Dataset rows
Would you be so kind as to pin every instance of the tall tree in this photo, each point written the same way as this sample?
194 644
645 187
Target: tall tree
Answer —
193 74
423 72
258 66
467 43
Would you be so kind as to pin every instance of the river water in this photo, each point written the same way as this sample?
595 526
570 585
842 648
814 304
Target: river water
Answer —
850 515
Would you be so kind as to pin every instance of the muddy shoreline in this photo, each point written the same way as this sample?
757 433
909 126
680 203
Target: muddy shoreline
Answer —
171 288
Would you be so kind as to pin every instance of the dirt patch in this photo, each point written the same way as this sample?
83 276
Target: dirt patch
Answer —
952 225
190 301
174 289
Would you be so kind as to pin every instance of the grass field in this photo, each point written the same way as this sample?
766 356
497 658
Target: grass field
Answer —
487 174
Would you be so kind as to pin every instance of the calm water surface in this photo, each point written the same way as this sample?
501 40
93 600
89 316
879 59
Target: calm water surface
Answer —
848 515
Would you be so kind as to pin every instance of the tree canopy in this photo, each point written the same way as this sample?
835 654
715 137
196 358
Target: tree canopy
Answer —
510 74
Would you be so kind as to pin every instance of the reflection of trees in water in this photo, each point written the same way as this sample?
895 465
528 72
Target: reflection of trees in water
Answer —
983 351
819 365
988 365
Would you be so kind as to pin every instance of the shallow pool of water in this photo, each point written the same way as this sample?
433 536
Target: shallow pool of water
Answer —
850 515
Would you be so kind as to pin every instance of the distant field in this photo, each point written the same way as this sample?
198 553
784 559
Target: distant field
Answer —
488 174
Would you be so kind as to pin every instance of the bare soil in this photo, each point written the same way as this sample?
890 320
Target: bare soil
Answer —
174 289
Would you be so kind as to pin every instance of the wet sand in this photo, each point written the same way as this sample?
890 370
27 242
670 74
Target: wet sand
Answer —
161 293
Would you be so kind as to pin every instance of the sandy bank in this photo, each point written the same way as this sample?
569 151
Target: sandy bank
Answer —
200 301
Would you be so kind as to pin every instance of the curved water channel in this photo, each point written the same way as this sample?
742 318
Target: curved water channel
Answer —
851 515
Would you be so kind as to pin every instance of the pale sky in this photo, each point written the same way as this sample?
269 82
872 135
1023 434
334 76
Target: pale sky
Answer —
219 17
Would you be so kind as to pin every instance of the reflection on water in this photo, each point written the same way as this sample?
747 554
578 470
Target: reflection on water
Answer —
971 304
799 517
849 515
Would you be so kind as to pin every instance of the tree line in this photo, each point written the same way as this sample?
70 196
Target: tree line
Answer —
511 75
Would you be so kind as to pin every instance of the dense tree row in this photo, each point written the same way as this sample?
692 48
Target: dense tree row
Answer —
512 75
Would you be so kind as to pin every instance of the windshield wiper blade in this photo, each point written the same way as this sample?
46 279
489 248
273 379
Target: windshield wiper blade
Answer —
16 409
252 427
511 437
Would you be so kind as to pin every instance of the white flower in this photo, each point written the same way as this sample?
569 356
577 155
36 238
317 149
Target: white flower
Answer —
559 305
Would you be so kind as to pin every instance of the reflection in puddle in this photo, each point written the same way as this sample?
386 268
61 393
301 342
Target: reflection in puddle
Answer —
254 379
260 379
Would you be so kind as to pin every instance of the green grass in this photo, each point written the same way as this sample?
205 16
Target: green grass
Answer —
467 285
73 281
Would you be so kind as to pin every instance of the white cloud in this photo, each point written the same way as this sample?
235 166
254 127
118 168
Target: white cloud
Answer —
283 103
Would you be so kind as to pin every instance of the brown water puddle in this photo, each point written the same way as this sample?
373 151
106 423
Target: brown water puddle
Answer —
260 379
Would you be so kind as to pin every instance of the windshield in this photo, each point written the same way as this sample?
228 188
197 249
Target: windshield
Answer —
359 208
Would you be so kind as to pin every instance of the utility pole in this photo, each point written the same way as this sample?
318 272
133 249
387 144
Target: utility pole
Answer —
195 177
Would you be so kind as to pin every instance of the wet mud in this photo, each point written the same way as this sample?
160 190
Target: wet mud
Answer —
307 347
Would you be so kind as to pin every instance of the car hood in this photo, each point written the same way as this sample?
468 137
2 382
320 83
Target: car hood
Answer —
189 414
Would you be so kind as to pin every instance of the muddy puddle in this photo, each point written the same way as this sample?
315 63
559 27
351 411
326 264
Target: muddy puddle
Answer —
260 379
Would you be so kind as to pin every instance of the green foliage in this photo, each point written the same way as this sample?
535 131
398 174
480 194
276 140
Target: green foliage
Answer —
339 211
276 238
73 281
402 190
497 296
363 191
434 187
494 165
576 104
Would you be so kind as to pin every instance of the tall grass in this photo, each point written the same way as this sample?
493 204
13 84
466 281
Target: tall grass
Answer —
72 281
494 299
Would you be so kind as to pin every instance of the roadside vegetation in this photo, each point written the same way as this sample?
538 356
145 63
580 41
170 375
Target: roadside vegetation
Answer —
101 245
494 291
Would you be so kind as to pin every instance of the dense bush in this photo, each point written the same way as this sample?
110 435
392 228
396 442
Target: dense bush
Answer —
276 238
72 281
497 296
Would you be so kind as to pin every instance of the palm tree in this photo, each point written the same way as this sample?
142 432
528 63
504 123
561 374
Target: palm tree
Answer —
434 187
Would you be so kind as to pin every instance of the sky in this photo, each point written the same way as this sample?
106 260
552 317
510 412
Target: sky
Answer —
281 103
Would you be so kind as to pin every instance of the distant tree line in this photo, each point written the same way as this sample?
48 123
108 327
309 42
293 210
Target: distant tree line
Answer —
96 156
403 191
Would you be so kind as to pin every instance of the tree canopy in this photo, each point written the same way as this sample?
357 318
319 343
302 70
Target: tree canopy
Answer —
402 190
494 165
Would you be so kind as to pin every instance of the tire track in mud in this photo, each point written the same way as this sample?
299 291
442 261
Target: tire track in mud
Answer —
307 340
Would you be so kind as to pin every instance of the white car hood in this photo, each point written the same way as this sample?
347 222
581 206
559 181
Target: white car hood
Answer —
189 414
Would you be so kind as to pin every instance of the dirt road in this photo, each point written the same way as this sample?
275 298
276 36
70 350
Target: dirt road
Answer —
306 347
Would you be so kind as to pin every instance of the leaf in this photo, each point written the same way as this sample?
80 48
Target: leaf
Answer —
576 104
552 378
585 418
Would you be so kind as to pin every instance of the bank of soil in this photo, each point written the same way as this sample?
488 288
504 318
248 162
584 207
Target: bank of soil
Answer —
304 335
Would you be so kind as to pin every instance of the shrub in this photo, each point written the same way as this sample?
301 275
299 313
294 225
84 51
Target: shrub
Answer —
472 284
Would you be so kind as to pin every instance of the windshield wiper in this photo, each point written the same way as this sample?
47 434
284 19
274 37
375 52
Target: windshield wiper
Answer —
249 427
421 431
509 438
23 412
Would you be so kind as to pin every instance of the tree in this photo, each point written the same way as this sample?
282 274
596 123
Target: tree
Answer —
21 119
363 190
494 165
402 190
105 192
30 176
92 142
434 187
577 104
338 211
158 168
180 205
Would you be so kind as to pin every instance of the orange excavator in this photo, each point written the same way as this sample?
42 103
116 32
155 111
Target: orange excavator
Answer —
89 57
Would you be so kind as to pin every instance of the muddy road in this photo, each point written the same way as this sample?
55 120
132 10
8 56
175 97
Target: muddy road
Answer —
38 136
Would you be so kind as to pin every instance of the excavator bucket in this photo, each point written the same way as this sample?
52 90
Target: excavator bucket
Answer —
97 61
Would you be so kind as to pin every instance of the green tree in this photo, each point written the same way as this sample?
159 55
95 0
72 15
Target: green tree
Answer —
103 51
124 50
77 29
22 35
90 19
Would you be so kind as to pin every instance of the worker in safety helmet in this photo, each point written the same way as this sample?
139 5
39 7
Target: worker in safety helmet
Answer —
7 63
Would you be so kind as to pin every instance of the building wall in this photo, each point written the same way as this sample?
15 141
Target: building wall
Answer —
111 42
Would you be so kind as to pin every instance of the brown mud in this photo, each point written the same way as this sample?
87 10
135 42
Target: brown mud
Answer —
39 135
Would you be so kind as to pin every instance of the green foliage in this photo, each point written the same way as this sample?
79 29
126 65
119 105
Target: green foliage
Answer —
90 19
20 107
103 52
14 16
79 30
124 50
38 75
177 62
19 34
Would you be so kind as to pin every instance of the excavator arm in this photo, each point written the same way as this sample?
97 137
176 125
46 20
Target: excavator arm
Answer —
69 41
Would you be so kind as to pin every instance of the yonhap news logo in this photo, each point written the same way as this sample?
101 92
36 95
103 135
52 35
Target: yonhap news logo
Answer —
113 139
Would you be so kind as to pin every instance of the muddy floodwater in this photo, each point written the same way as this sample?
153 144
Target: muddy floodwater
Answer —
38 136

Goal — Please rewrite everything from the line containing "the brown mud" down to the end of the listing, and substitute "mark" for "pin" while leaving all else unchanged.

Exercise solution —
Would you be so kind as to mark every instance of the brown mud in this photo, each point written the same way as this sample?
87 10
135 42
Target: brown mud
Answer —
39 135
Would you be so kind as to mark every instance of the green foliage in this photo, each point written the same way as this sample?
79 29
126 65
119 105
Target: green foliage
Answer —
90 19
20 107
103 52
14 16
79 30
124 50
38 75
177 62
19 34
Would you be so kind as to mark every instance of the excavator arm in this photo, each point written the same way as this sample?
97 137
176 125
46 20
Target: excavator arm
Answer —
69 41
Would you be so kind as to mark every instance of the yonhap news logo in this photo, each point written the same way as this sample?
101 92
36 95
103 135
52 35
Target: yonhap news logo
Answer —
113 139
Would you be so kind as to mark every instance of the muddy floodwater in this photo, each point written the same way as this sample?
153 144
Target: muddy floodwater
Answer —
38 136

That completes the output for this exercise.